---- DATA TO PROCESS

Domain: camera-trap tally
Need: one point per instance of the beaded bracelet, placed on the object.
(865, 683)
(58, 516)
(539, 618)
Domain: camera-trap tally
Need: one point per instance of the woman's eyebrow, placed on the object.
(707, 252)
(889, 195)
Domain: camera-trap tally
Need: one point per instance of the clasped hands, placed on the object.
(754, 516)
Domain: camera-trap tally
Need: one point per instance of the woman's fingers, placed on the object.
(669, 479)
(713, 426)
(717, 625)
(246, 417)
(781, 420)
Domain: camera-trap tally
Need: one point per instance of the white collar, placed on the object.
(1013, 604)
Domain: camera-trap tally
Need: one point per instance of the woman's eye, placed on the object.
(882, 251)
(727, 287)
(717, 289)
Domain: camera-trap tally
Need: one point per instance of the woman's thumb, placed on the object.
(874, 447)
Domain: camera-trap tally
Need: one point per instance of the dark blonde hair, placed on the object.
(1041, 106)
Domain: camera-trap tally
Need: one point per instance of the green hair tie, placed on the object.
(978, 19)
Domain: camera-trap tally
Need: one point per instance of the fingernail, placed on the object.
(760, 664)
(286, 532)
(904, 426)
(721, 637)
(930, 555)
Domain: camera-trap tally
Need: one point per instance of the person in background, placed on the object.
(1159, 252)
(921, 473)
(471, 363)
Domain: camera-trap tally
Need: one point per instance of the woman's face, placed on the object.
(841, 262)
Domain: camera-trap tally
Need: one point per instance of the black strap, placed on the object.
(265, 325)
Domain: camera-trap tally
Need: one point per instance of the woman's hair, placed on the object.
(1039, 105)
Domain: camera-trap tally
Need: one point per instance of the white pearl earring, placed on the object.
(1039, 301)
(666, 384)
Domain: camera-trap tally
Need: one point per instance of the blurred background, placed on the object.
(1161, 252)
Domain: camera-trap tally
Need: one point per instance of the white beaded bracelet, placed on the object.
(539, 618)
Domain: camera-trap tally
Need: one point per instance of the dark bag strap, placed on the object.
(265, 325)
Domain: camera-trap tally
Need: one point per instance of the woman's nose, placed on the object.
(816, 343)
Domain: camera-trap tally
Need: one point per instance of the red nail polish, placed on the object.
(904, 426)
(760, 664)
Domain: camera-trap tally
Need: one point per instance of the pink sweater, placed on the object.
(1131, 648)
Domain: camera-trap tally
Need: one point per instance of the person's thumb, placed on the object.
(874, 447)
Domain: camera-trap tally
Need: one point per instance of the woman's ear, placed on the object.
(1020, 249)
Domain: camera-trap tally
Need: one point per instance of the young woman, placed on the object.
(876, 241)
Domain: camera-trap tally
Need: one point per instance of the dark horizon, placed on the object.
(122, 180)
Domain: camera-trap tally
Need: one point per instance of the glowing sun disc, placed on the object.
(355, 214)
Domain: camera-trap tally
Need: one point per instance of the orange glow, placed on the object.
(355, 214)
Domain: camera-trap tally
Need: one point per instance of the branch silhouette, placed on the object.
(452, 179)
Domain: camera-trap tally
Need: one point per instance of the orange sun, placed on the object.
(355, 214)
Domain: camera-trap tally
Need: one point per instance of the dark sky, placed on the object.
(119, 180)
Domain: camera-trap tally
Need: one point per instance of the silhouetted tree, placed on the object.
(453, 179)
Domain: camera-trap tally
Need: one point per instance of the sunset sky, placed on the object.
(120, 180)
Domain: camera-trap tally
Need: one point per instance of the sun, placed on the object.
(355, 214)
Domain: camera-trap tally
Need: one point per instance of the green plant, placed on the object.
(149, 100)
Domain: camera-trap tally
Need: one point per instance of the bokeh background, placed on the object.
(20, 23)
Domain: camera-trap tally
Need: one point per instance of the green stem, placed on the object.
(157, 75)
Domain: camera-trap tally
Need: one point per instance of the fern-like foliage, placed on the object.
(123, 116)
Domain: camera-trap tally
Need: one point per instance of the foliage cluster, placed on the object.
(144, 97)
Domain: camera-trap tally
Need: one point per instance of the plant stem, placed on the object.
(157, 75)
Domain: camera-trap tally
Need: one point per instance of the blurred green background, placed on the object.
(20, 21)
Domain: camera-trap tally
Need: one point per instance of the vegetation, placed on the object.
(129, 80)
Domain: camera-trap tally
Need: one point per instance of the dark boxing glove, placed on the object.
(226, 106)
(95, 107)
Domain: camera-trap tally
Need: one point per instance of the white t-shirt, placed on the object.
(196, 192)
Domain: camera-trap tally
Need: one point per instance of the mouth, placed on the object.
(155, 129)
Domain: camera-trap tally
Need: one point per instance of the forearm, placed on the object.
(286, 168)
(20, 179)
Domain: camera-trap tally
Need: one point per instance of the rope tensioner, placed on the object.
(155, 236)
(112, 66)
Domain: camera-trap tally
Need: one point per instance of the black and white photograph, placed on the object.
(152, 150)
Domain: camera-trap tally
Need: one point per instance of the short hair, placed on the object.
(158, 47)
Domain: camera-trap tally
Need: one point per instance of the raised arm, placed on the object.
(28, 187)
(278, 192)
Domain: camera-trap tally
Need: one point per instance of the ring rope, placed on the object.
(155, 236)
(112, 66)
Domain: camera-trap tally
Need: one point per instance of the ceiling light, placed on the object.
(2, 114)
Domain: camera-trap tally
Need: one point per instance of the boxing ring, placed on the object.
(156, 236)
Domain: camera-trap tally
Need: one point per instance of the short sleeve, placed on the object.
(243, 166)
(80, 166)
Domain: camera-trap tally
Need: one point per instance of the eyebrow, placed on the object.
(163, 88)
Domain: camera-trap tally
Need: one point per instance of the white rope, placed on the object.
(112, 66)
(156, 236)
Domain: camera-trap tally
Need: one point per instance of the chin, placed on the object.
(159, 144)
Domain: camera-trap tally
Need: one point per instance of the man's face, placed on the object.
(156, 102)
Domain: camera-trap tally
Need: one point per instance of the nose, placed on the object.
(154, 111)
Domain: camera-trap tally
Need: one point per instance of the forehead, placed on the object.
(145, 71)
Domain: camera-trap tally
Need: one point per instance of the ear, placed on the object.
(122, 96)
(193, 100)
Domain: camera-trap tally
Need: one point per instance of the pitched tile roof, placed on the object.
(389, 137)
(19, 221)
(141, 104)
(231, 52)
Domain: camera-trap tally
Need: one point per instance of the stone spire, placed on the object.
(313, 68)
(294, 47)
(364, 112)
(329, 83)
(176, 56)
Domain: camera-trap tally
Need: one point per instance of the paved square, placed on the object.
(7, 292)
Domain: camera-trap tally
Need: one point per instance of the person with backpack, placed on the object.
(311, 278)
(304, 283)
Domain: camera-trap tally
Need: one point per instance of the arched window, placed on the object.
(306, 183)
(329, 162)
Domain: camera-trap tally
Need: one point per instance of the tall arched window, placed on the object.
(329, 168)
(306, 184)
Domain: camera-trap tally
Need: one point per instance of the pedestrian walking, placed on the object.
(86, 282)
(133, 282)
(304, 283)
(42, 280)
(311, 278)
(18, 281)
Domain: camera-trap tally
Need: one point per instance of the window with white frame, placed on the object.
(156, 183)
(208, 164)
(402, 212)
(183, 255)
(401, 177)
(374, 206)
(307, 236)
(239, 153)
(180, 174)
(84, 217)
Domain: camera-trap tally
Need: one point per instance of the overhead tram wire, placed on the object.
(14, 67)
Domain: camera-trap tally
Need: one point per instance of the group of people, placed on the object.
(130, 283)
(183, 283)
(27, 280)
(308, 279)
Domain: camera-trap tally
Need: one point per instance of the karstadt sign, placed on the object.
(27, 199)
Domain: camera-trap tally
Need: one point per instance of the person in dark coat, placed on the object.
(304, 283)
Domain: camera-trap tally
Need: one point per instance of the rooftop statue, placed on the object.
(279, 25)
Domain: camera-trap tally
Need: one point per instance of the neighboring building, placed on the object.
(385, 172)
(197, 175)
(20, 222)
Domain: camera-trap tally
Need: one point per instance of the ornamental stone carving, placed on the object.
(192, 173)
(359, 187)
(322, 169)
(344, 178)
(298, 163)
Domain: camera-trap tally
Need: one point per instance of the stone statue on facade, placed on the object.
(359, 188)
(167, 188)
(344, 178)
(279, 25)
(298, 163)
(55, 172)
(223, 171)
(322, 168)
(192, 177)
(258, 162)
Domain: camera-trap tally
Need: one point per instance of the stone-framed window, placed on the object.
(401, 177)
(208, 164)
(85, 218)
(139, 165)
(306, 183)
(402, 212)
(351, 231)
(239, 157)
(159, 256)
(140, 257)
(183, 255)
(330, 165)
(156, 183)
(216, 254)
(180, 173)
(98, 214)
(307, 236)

--------

**WORK TO BE COMPLETED**
Collect every line of the records above that contains the string "foliage", matching case exactly.

**THE SOLUTION**
Need: one point per instance of the fern-like foliage, placed on the object.
Need: one point per instance of the foliage cluster, placed on the object.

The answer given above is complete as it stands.